● The exercise: Print, please, the line that contains "[tag] flat screen" and each line after it to the end of the entries, unchanged and with nothing else.

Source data
◆ ◆ ◆ ◆ ◆

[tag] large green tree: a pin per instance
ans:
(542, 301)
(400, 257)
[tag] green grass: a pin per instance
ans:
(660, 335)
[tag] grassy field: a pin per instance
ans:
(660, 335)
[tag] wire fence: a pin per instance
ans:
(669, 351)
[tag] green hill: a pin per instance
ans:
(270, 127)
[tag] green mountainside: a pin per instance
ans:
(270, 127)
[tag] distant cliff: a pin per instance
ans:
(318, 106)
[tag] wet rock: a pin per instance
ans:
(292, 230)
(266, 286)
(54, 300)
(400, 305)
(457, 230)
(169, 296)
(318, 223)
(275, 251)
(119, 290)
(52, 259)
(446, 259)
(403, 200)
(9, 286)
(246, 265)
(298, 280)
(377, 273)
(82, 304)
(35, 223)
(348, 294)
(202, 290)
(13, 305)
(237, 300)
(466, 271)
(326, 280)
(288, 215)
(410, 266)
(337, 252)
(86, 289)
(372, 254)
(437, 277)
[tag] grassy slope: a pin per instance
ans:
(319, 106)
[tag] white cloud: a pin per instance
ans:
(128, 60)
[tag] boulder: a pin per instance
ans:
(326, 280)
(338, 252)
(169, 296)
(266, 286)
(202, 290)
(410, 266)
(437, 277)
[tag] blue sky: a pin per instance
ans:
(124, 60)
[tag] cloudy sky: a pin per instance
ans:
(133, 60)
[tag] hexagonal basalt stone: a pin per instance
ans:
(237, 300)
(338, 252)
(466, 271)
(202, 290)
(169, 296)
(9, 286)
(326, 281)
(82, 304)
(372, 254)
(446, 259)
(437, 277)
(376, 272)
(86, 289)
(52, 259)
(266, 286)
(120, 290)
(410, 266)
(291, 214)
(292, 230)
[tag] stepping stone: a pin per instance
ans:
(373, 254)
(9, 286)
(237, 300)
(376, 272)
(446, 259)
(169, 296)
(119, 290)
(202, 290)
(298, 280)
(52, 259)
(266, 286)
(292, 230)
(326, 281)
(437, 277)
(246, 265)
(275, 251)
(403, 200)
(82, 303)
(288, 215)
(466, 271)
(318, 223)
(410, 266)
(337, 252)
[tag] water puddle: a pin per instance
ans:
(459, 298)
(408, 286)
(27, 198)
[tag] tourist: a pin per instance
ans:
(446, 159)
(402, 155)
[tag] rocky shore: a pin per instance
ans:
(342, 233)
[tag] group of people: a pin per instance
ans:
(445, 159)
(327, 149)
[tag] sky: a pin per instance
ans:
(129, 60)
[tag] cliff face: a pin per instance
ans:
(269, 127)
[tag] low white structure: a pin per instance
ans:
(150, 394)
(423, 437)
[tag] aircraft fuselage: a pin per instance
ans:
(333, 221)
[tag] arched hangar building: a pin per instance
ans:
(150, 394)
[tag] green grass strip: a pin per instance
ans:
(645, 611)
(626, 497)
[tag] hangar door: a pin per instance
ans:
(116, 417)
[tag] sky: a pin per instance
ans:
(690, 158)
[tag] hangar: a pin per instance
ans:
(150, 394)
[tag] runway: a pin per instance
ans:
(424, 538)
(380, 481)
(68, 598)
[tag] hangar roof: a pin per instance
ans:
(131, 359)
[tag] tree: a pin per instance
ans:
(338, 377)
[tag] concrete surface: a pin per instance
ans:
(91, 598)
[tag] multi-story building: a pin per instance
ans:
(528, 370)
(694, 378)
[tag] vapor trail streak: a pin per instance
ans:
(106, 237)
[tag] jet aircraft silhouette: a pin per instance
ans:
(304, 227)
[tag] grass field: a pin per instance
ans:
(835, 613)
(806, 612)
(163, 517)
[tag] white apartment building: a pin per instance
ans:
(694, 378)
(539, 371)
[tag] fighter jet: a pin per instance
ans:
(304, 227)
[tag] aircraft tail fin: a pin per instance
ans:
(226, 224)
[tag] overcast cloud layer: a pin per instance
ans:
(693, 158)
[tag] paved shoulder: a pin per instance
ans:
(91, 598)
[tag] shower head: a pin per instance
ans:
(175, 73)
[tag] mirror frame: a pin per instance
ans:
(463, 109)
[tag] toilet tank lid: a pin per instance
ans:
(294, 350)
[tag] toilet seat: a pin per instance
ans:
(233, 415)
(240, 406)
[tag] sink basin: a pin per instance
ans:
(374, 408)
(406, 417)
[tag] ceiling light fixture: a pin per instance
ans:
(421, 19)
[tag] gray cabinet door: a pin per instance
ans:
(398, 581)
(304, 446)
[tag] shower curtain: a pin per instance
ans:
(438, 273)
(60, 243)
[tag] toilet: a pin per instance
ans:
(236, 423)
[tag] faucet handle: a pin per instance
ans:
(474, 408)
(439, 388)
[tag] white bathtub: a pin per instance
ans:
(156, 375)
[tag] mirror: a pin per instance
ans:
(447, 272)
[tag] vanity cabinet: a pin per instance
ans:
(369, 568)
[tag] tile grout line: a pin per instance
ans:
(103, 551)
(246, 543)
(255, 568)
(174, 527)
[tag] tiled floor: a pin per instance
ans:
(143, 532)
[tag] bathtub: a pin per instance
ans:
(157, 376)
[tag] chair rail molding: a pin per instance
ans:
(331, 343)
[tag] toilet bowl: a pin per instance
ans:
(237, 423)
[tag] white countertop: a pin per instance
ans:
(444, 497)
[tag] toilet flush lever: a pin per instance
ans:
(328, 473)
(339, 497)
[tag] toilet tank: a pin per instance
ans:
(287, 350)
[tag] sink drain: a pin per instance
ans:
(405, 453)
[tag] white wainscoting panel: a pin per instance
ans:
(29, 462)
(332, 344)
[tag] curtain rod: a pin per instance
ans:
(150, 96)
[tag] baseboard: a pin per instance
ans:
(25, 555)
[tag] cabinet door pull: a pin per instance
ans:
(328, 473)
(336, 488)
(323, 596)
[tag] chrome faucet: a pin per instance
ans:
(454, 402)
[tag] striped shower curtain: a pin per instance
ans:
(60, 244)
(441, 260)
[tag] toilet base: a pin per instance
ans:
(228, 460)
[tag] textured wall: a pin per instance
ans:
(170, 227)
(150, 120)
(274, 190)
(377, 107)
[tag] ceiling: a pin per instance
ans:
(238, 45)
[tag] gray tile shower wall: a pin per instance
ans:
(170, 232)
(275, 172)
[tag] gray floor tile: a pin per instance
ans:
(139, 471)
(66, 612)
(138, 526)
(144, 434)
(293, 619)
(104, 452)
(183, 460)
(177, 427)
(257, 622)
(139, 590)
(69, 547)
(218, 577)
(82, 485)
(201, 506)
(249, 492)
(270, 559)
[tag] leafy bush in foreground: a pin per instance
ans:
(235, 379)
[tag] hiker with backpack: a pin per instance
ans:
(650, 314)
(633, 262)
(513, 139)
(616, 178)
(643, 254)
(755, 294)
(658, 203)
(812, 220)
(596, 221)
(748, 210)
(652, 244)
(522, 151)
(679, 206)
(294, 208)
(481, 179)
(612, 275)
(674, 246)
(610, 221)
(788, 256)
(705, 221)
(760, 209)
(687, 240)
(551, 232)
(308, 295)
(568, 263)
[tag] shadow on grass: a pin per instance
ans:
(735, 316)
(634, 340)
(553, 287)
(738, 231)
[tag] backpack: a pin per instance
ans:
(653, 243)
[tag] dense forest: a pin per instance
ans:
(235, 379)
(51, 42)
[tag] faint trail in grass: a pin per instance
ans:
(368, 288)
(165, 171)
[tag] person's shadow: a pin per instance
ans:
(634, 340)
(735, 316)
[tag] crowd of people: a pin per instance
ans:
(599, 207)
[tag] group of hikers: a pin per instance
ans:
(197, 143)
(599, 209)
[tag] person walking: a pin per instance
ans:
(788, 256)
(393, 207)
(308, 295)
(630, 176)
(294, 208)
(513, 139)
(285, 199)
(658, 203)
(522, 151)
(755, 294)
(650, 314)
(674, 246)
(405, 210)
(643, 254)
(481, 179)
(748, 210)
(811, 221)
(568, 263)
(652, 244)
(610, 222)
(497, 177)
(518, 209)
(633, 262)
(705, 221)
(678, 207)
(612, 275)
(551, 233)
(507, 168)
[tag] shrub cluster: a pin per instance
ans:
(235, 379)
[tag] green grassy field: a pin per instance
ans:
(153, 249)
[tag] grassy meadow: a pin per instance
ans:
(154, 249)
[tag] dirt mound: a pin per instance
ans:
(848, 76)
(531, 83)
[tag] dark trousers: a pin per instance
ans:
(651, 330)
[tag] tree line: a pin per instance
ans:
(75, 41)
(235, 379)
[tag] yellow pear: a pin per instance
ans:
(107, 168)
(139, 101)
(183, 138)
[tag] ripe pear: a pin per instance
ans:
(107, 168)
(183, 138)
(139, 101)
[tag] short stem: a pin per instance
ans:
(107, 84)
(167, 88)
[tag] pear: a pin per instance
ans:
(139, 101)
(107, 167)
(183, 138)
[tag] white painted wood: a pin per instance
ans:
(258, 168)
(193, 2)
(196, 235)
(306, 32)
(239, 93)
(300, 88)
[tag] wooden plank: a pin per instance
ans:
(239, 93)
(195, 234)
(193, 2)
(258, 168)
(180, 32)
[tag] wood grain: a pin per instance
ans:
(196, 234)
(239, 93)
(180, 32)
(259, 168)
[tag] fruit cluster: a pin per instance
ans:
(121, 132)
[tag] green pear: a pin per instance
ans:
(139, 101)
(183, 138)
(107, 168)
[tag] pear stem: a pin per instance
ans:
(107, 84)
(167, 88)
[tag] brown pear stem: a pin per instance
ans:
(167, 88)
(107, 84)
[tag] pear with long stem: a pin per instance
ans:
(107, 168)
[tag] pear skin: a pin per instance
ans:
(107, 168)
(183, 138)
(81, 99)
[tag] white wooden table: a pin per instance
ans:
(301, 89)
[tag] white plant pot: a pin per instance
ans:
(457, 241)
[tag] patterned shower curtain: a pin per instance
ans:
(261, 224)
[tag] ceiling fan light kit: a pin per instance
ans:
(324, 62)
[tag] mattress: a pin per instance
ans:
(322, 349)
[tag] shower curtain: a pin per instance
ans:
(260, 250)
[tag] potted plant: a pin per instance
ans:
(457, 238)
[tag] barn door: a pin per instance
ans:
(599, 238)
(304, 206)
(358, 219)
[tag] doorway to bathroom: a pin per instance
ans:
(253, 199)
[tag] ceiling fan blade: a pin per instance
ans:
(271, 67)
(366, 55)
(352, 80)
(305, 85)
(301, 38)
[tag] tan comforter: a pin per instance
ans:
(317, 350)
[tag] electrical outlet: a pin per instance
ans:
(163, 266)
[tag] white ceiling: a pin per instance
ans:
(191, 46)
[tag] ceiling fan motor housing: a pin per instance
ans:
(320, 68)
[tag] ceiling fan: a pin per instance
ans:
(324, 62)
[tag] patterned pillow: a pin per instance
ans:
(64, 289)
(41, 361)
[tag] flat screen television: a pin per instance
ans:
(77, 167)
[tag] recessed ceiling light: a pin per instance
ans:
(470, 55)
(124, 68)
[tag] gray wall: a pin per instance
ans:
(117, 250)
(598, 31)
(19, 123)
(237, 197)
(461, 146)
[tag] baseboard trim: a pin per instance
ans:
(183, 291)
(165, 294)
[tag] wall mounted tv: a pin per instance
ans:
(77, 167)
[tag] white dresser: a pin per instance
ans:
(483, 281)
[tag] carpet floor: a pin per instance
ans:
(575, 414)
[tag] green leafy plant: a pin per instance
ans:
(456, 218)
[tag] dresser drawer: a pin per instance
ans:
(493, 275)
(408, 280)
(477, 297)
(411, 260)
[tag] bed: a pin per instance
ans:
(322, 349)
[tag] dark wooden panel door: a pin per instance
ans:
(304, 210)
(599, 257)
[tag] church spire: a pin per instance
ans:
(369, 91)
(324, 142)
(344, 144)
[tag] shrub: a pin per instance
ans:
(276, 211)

◆ ◆ ◆ ◆ ◆

● Correct output:
[tag] flat screen television: a pin per instance
ans:
(77, 167)
[tag] recessed ceiling light: a pin per instance
ans:
(470, 55)
(124, 68)
[tag] gray wall: a pin per instance
ans:
(117, 250)
(598, 31)
(19, 123)
(237, 197)
(461, 146)
[tag] baseboard trim: a pin per instance
ans:
(183, 291)
(165, 294)
[tag] wall mounted tv: a pin per instance
ans:
(77, 167)
[tag] white dresser: a pin per instance
ans:
(483, 281)
[tag] carpet floor: a pin per instance
ans:
(575, 414)
[tag] green leafy plant: a pin per instance
ans:
(456, 218)
[tag] dresser drawer: a pin per instance
ans:
(493, 275)
(408, 280)
(477, 297)
(411, 260)
[tag] bed: a pin per instance
ans:
(322, 349)
[tag] dark wooden panel door: a pin per instance
ans:
(304, 210)
(599, 257)
[tag] church spire: a pin per instance
ans:
(369, 91)
(324, 142)
(344, 144)
[tag] shrub: a pin per instance
ans:
(276, 211)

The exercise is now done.